Wednesday, March 12, 2014

The Genius of Robert Schumann


Great Composers: Genius or Madness?
Part Trois
 
1839
Robert Schumann is now in the throes of deep longing and courtship with his soon-to-be-wife, Clara Wieck. Clara’s father, Friederich, has forbidden them to see each other, and will unsuccessfully fight their impending marriage in court, as he is loathe to give up Clara’s substantial annual performance income. Clara and Robert are so very much in love, and Robert writes one of my favorite pieces, Romance in F#, Op. 28, No. 2. Written on three staves, the very sweet melody tugs at the heart. The dramatic and tumultuous middle section turns minor, but resolves once again to the lovely melody, and ends with soft tenderness.

Frederich softens after a few years, and makes up with Robert and Clara. Truth be told, he wants to see his grandchildren, of which there are many. 

Schumann had nearly always been depressed, especially after cholera claimed the lives of his brother, Julius, and Julius' wife, Rosalie.  Called melancholic depression then, today most probably diagnosed as bipolar disorder, he begins to experience both angelic and demonic visions, along with constant sounds in his head. In the late 1800s, they consider his disease “as softening of the brain.”1 Although there was modern speculation that he had developed mercury poisoning, as the cure for syphilis2, the more correct explanation could be revealed from “a report by Janisch and Nauhaus on Schumann's autopsy [which] indicates that he had a ‘gelatinous’ tumor at the base of the brain; it may have represented a . . . cyst, or  . . . meningioma. The brain tumor was also found to be "partly of cartilagenous consistency."3 In particular, meningiomas are known to produce musical auditory hallucinations, such as Schumann reported.4

Pieces written during his depressive episodes were his Second String Quartet, Violin Concerto and Ghost Variations (Geistervarationen, five variations for piano).

·····

▸ Task prompt:
Answer these questions using the passage on Robert Schumann:
(a) Why is Clara's father unwilling to let her marry Robert?
(b) Which two relatives of Schumann died of cholera?
(c) What does the autopsy report by Janisch and Nauhaus say was at the base of Schumann's brain?

Records in a dataset
·····

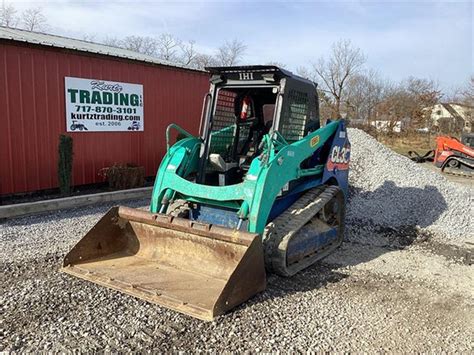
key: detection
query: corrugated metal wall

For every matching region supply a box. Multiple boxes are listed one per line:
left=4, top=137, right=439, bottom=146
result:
left=0, top=41, right=209, bottom=195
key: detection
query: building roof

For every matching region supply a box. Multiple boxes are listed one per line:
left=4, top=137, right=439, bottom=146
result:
left=0, top=26, right=203, bottom=72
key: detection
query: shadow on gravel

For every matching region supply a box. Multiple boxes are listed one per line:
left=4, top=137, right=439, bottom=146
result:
left=323, top=181, right=448, bottom=267
left=257, top=181, right=447, bottom=302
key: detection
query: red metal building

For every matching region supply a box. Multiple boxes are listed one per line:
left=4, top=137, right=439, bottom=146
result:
left=0, top=27, right=209, bottom=196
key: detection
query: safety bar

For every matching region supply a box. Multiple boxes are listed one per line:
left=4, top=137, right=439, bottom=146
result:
left=166, top=123, right=194, bottom=151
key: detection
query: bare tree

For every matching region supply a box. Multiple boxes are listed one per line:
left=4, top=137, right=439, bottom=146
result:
left=179, top=41, right=198, bottom=66
left=461, top=75, right=474, bottom=107
left=194, top=53, right=218, bottom=69
left=377, top=77, right=442, bottom=135
left=0, top=1, right=19, bottom=27
left=21, top=7, right=48, bottom=31
left=344, top=70, right=390, bottom=124
left=102, top=36, right=122, bottom=47
left=157, top=33, right=181, bottom=61
left=216, top=39, right=247, bottom=66
left=265, top=61, right=286, bottom=69
left=312, top=40, right=366, bottom=118
left=120, top=36, right=157, bottom=55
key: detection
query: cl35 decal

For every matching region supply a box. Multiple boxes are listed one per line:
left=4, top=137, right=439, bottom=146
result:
left=327, top=145, right=351, bottom=170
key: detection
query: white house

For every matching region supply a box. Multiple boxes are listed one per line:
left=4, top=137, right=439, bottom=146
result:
left=427, top=103, right=474, bottom=132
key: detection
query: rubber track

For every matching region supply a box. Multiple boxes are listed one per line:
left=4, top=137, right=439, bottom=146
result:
left=263, top=186, right=340, bottom=276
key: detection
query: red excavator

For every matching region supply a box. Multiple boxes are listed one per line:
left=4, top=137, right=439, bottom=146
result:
left=408, top=133, right=474, bottom=177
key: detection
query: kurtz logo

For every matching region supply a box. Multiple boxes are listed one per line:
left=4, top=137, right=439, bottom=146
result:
left=91, top=80, right=123, bottom=92
left=239, top=73, right=253, bottom=80
left=331, top=146, right=351, bottom=164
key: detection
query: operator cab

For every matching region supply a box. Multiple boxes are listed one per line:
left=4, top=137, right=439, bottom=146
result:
left=198, top=66, right=319, bottom=186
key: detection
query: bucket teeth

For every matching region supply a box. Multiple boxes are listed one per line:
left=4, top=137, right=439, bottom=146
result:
left=63, top=207, right=266, bottom=320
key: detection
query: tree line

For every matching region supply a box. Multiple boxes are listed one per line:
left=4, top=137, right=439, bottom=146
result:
left=0, top=2, right=474, bottom=135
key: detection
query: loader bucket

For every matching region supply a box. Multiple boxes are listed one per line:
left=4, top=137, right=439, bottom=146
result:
left=62, top=207, right=266, bottom=320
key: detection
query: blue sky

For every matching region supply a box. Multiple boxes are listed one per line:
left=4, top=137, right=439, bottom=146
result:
left=10, top=1, right=474, bottom=92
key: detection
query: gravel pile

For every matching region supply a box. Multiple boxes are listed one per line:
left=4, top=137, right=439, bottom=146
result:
left=347, top=129, right=474, bottom=248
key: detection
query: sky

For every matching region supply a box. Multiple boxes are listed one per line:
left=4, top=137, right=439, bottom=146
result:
left=6, top=0, right=474, bottom=92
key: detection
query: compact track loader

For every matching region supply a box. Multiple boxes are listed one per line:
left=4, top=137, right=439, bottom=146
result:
left=62, top=66, right=350, bottom=320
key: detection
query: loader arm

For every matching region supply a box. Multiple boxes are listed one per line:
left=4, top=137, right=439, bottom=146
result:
left=150, top=121, right=342, bottom=234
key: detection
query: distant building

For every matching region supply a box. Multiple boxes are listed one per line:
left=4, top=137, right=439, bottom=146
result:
left=370, top=120, right=403, bottom=133
left=427, top=103, right=474, bottom=132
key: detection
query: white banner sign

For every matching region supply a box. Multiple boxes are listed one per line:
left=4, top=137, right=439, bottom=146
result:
left=65, top=77, right=143, bottom=132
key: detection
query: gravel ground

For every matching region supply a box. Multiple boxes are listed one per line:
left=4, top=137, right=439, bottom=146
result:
left=347, top=129, right=474, bottom=245
left=0, top=130, right=474, bottom=352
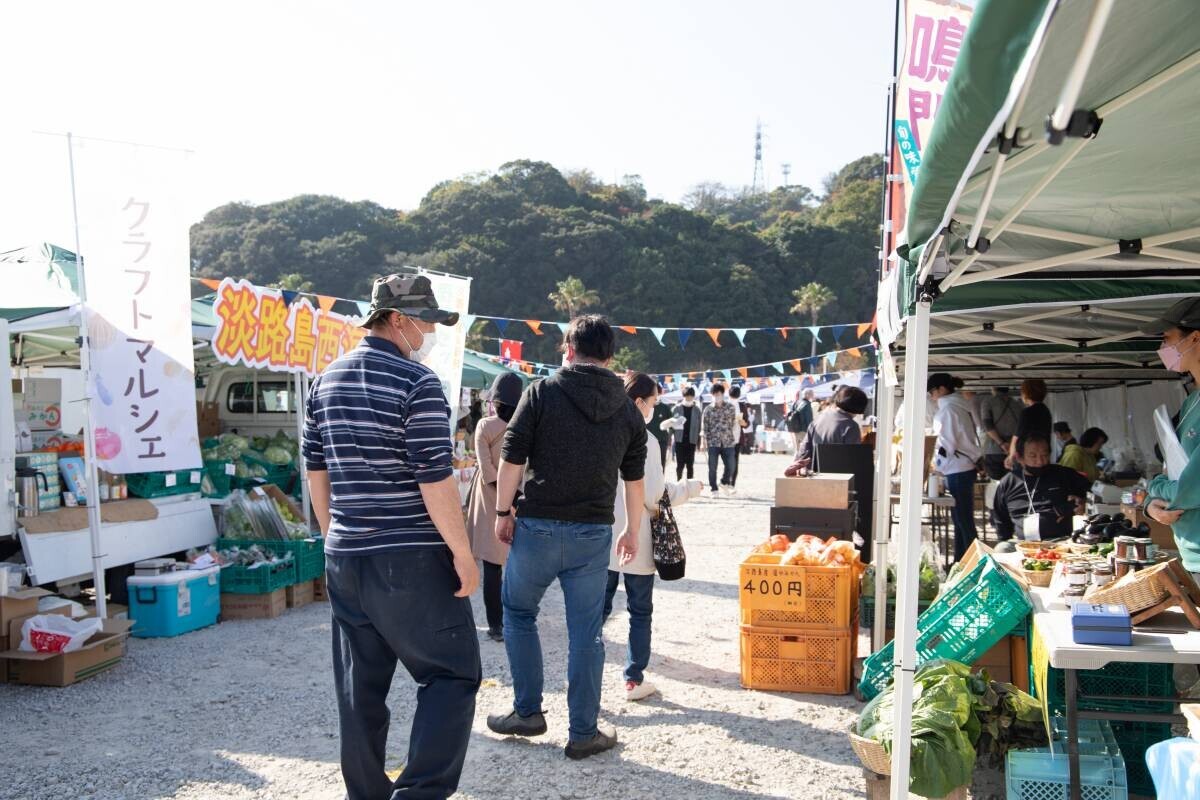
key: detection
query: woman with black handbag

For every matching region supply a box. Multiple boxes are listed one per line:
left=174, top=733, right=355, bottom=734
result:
left=604, top=372, right=704, bottom=700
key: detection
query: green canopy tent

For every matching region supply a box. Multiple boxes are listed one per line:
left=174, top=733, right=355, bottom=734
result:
left=878, top=0, right=1200, bottom=798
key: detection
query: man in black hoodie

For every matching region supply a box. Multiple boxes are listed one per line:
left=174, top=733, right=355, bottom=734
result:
left=487, top=315, right=646, bottom=759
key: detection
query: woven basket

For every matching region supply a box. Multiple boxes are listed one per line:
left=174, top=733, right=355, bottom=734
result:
left=850, top=732, right=892, bottom=775
left=1021, top=570, right=1054, bottom=587
left=1084, top=561, right=1170, bottom=614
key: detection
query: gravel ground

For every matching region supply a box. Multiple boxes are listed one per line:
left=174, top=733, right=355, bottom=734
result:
left=0, top=455, right=994, bottom=800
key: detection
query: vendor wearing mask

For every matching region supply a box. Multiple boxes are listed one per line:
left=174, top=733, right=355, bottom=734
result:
left=992, top=433, right=1092, bottom=541
left=1144, top=297, right=1200, bottom=578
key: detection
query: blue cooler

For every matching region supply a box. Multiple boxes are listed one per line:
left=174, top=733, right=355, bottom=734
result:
left=126, top=566, right=221, bottom=638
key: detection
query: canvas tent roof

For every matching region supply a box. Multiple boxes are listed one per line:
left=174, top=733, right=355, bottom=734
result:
left=881, top=0, right=1200, bottom=385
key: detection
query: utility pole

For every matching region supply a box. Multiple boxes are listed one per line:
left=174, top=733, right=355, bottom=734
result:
left=750, top=120, right=767, bottom=194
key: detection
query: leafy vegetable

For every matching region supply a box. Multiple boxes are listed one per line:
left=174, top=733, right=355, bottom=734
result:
left=857, top=660, right=1045, bottom=798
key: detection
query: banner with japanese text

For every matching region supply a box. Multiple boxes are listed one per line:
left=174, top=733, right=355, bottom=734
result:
left=418, top=270, right=470, bottom=433
left=212, top=278, right=366, bottom=378
left=886, top=0, right=973, bottom=260
left=73, top=140, right=200, bottom=474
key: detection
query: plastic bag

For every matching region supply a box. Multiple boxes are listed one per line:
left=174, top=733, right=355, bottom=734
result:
left=18, top=614, right=102, bottom=652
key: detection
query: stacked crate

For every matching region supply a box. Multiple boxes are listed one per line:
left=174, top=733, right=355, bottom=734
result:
left=738, top=552, right=858, bottom=694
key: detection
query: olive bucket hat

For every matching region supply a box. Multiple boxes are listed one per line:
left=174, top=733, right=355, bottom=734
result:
left=361, top=273, right=458, bottom=327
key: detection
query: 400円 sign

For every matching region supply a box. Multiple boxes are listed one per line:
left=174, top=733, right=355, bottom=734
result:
left=212, top=278, right=366, bottom=378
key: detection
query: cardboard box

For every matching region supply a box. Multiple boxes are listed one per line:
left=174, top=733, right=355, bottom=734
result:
left=196, top=401, right=221, bottom=439
left=775, top=473, right=854, bottom=509
left=221, top=589, right=288, bottom=620
left=1121, top=505, right=1180, bottom=551
left=283, top=581, right=313, bottom=608
left=0, top=616, right=133, bottom=686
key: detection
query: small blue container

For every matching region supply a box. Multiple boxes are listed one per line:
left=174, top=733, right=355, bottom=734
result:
left=126, top=566, right=221, bottom=638
left=1070, top=602, right=1133, bottom=646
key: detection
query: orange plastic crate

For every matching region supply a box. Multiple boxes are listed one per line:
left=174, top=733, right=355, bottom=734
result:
left=742, top=625, right=858, bottom=694
left=738, top=553, right=858, bottom=630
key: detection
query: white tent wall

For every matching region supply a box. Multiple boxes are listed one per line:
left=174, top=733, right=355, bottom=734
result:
left=1046, top=380, right=1187, bottom=467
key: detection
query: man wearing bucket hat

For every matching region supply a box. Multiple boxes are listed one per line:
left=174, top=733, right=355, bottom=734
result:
left=1142, top=297, right=1200, bottom=581
left=302, top=275, right=480, bottom=800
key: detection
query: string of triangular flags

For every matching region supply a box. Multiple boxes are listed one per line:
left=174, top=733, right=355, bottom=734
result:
left=472, top=314, right=876, bottom=349
left=192, top=277, right=876, bottom=349
left=473, top=344, right=875, bottom=384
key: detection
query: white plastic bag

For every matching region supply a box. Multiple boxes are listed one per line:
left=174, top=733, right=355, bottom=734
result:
left=18, top=614, right=102, bottom=652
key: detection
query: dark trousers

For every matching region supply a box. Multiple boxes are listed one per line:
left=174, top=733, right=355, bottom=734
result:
left=676, top=441, right=696, bottom=481
left=325, top=548, right=481, bottom=800
left=708, top=447, right=738, bottom=492
left=484, top=561, right=504, bottom=631
left=946, top=469, right=977, bottom=561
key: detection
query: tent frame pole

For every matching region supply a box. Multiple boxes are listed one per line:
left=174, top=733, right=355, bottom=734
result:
left=67, top=131, right=108, bottom=619
left=876, top=296, right=931, bottom=800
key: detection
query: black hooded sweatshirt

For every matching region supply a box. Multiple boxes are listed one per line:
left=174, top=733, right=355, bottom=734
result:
left=502, top=365, right=646, bottom=525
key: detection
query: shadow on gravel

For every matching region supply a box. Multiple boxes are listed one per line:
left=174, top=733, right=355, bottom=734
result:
left=619, top=694, right=858, bottom=766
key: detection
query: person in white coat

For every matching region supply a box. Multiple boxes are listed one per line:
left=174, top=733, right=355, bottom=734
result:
left=604, top=372, right=704, bottom=700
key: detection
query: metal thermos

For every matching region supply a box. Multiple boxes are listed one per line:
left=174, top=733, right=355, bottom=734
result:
left=17, top=467, right=50, bottom=517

·····

▸ Output for this task:
(a) He does not want to give up Clara's substantial annual performance income.
(b) His brother, Julius, and Julius' wife, Rosalie.
(c) A "gelatinous" tumor.